■ SHORT PROBLEM A ■
In the forum thread about selling a Trek 7000, what value does Bicycle Blue Book put on a 1993 model?

■ PASSAGE SHOWN ■
....................

# Vintage Trek 7000 - hardly used - want to sell - how much?



## kkbTX (Dec 16, 2015)

Hey everyone,
I have a Trek aluminum 7000 that I probably rode four times. I would like to sell it but I have no idea of what is a fair price. I am located south of Houston and would like to sell it locally.

The different specs written on it say (I don't remember what all this means):
Shimano Exage
Shimano Deore LX
Shimano SIS Sealed SP

I've attached a picture. The purple in the photo is not represented very well - it's beautiful.

Thanks,
Kimber


----------



## ljsmith (Oct 26, 2007)

It looks like its new! But unfortunately its only worth about $50 maybe $100. Not many people are looking for a 25 year old rigid mountain bike with 26" wheels and cantilever brakes. Bicycle Blue Book puts the value around $150 for a 1993 but that pretty optimistic.

1993 Trek 7000 - New and Used Bike Value


----------



## Finch Platte (Nov 14, 2003)

I would like to buy your bycicle. I am an Nigerian prince who has inherited a large sum of moneys.

Please send me your bank account numbers and a picture of yourself left boob, and we will consummate the deal.


----------



## Deerhill (Dec 21, 2009)

The purple is trick!


----------



## Deerhill (Dec 21, 2009)

Aircraft epoxy is trick!!


----------



## Deerhill (Dec 21, 2009)

Was the quill stem purple??


----------



## kkbTX (Dec 16, 2015)

Hey, thanks for getting back to me so quickly. I appreciate it. I didn't even remember what year I got it!


----------



## DIRTJUNKIE (Oct 18, 2000)

$50


----------



## DavidM310 (Nov 11, 2015)

If you are ever in San Antonio I'll pick it up for $60.

Sent from my SCH-I545 using Tapatalk


----------



## DIRTJUNKIE (Oct 18, 2000)

You may have to pay someone to take it.


----------



## mack_turtle (Jan 6, 2009)

something like that might sell for $150 or so where I live. everyone is after a practical commuter like that.


----------



## SteveF (Mar 5, 2004)

I'd ask $200/best offer, and see if you get any nibbles or offers--you can always drop your asking price if you get no interest...it's not really very desirable as a mountain bike, but with some slick or semi-slick tires, it would make a dandy commuter/round town sort of rig.


----------

....................

■ ENTRIES SUPPLIED ■

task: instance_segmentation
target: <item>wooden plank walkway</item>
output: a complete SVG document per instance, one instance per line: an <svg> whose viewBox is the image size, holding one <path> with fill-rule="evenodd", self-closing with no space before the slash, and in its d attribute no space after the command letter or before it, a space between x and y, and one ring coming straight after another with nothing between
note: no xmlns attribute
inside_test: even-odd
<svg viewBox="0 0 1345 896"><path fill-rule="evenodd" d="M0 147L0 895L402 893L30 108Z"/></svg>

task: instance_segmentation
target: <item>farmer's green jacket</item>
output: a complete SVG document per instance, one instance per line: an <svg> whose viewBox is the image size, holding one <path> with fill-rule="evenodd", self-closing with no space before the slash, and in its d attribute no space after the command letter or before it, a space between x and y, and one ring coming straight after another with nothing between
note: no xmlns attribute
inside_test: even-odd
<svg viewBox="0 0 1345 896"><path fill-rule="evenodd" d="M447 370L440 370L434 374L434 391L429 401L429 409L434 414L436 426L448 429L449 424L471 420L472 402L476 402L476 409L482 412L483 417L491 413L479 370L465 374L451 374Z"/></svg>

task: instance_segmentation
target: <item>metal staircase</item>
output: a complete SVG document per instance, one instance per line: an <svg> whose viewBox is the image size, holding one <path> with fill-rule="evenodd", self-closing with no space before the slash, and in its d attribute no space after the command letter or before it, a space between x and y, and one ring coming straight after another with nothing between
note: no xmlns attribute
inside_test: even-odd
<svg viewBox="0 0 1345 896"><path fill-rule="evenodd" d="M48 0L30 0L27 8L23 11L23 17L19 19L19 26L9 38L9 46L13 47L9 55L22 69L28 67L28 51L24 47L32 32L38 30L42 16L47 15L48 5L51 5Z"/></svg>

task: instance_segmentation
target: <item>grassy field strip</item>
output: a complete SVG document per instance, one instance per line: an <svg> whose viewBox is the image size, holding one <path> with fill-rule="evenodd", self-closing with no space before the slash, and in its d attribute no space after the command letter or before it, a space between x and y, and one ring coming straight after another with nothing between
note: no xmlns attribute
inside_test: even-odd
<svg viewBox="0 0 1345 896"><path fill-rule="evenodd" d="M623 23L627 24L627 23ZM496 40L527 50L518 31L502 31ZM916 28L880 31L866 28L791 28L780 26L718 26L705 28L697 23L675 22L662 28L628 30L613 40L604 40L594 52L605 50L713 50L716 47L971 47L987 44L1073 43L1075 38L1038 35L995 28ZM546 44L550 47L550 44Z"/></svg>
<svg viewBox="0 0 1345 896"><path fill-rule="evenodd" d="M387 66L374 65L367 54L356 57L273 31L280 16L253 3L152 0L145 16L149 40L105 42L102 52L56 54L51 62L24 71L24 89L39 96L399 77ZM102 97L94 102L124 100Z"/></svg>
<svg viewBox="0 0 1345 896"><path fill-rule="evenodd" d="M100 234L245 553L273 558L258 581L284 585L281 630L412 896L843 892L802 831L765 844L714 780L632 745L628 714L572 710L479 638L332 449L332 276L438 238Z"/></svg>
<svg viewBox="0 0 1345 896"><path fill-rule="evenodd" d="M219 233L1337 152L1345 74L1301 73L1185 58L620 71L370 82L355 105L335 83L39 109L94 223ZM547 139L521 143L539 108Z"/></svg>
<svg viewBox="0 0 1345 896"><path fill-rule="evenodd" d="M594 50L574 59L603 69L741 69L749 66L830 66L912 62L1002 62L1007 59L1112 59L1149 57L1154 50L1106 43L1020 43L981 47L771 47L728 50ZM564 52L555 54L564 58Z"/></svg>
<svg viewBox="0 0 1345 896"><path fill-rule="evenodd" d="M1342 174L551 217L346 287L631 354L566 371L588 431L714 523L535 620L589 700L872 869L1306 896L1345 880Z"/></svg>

....................

■ SHORT PROBLEM B ■
Write out the records from their first line through the line containing "147L0 895L402 893L30", switching "wooden plank walkway" to "boardwalk" and leaving everything else unchanged.

■ PROBLEM SOLUTION A ■
Around $150.

■ PROBLEM SOLUTION B ■
task: instance_segmentation
target: <item>boardwalk</item>
output: a complete SVG document per instance, one instance per line: an <svg> whose viewBox is the image size, holding one <path> with fill-rule="evenodd", self-closing with no space before the slash, and in its d attribute no space after the command letter or before it, a space between x and y, and one ring coming straight after another with nothing between
note: no xmlns attribute
inside_test: even-odd
<svg viewBox="0 0 1345 896"><path fill-rule="evenodd" d="M0 147L0 895L402 893L30 108Z"/></svg>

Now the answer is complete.